━━ DATA TO PROCESS
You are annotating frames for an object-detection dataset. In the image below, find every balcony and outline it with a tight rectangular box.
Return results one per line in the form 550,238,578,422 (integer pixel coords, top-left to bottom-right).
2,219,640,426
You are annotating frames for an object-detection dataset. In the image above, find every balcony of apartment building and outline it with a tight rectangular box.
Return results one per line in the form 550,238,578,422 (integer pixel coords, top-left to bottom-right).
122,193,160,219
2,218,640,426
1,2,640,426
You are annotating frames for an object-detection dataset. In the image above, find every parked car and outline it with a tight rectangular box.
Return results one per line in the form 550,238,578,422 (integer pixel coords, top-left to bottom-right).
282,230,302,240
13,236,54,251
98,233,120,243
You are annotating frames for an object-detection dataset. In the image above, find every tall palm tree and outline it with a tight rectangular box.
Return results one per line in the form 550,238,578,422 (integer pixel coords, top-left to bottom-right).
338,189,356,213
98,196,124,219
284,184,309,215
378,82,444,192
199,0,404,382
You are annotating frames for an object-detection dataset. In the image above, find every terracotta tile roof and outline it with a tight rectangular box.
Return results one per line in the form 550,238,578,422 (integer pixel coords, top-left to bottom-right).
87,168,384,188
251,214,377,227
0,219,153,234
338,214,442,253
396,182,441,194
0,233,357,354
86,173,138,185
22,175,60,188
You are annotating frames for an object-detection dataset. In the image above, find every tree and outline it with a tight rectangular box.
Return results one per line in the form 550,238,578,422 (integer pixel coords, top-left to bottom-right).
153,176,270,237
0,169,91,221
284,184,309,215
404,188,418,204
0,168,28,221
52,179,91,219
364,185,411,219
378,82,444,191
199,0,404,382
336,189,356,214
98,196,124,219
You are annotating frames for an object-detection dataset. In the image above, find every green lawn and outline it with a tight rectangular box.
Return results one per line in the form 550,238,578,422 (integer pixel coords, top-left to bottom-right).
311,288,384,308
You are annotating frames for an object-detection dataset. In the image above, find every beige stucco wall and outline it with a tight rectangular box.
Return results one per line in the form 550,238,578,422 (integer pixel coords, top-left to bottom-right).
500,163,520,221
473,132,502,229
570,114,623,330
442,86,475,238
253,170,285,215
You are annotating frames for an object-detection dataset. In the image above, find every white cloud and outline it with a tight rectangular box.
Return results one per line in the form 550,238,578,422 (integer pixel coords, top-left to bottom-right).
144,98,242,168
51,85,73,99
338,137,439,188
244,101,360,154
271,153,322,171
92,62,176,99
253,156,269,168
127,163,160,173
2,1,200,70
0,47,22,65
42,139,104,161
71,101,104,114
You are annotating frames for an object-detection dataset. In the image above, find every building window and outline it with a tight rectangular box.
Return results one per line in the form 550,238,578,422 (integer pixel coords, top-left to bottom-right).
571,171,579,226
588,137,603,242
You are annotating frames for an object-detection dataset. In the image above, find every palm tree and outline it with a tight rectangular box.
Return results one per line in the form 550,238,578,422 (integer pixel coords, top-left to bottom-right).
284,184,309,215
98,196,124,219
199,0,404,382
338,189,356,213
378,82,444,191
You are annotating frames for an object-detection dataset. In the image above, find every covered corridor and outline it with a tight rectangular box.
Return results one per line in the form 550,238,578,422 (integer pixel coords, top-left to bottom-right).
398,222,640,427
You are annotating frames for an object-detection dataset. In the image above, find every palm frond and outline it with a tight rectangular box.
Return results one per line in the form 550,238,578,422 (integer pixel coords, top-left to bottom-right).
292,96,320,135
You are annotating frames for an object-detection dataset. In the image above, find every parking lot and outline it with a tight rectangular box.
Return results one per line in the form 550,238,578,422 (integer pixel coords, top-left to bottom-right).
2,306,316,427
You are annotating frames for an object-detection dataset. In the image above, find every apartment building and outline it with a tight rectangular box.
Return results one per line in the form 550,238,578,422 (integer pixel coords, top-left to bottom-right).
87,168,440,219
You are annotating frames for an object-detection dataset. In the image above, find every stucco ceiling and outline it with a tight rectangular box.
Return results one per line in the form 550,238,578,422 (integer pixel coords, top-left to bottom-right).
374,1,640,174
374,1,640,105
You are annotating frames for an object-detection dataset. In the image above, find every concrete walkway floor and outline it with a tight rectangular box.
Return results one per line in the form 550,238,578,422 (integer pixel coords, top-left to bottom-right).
━━━━
PROBLEM TO WORK ON =
Write out every record shown above, word for word.

THE RESULT =
You are annotating frames for an object-detection dataset. In the image below, find every balcony and outline it with a tight rectangular box.
Return results one per line in the form 550,238,578,422 (integer pixel coords, top-left to bottom-right).
2,219,640,426
You are annotating frames for an object-detection dataset. In the image above, find every balcony of apartment building and outline it with a tight rectangular box.
Return results one per line in the form 550,238,578,422 (integer pixel coords, top-left to bottom-right).
122,193,160,219
2,218,640,426
1,2,640,426
You are annotating frames for an object-detection dataset. In the image above, find every parked car and outline it with a tight rectangular box.
Return results one per line in the form 550,238,578,422 (integer pixel coords, top-left to bottom-right).
282,230,302,240
13,236,54,251
98,233,120,243
You are annotating frames for an object-detection dataset. In the image above, find every tall palm tree and outline it with a tight rectangular box.
Return results one per line in the form 550,238,578,422 (integer pixel coords, top-left to bottom-right).
338,189,356,213
98,196,124,219
284,184,309,215
378,82,444,192
199,0,404,382
You are annotating frames for an object-detection dataset. In the image above, find every terracotta tile roof and outline it with a tight rectangular box.
Return results one per line in the form 550,238,578,422 (integer pixel coords, top-left to bottom-right).
87,168,384,188
251,214,377,227
0,219,153,234
338,214,442,253
396,182,441,194
0,233,357,354
86,173,138,185
22,175,60,188
You are annotating frames for an object-detection dataset. In the image above, find every tree and outline it with a tight rectangular box.
Return results one per line in the form 550,238,578,422 (integer pixel coords, top-left to bottom-right).
153,176,270,237
0,169,91,221
284,184,309,215
404,188,418,204
0,168,28,221
52,179,91,219
364,185,411,219
378,82,444,191
199,0,404,382
336,189,356,214
98,196,124,219
You are annotating frames for an object-detection dataset. In the image above, find every green lawn and outline it with a tight rectangular box.
Return results one per line in the form 550,238,578,422 (integer pixel coords, top-left to bottom-right).
311,288,384,308
You are annotating frames for an object-detection dataset. In the image above, find every beige stucco wall and outline it with a tight rectangular box.
Return results one per line in the form 550,238,578,422 (integer pixel coords, top-left to bottom-right).
500,163,520,221
473,132,502,229
570,114,623,330
442,86,475,238
253,170,285,215
You are annotating frames for an object-detection dataset. In the image above, find every white cloud and outline it with a tight rectangular box.
Return results one per line in the form 550,238,578,422 (integer pixel coords, top-left to bottom-right).
144,98,242,168
51,85,73,99
338,137,439,188
244,101,360,154
271,153,322,171
92,62,176,99
253,156,269,168
127,163,160,173
2,1,200,70
0,47,22,65
42,139,104,161
71,101,104,114
You are annotating frames for an object-detection dataset. In the image above, find every building window and outline it with a tight rectangular box.
Return results one per line in the form 550,238,578,422 (integer pixel coords, top-left to bottom-right).
571,171,579,226
588,137,603,242
You are annotating frames for an object-detection dataset. In the image above, find every palm tree and outline it with a tight rectangular box.
Return results one per line in the form 550,238,578,422 (integer pixel coords, top-left to bottom-right).
284,184,309,215
98,196,124,219
199,0,404,382
338,189,356,213
378,82,444,191
You are annotating frames for an object-detection dataset. In the image above, find every covered corridor and outline it with a tight rectangular box.
Return results one per line in the form 550,238,578,422 (integer pixel coords, top-left to bottom-right).
398,222,640,427
You are annotating frames for an object-detection dataset. In the image above, find every palm frond and outline it with a tight rectangular box.
Return results one per line in the form 550,238,578,422 (integer pixel coords, top-left to bottom-right).
292,96,320,135
You are annotating frames for an object-detection dataset. In the image above, find every parking lot and outline it with a tight rectangular box.
Return results one per line in the form 550,238,578,422 (integer pixel coords, top-left to bottom-right).
2,306,316,427
You are annotating frames for an object-detection dataset. In the image above, find every apartment building and outline it with a tight rectangular box.
Return results one per line in the form 550,238,578,422 (integer pixel coords, top-left to bottom-right).
87,168,440,219
You are annotating frames for an object-detection dataset. In the image above, find every stucco ceiling and outline it with a tight rectangular box.
Return results one per line in the form 550,238,578,422 (integer pixel coords, top-left to bottom-right).
374,1,640,174
374,1,640,105
You are annotating frames for an object-detection dataset. In the image above, find every concrete walkway floor and outline it with a tight rectangular box.
Return results one per line in the form 550,238,578,422 (integer pixel coords, top-left to bottom-right).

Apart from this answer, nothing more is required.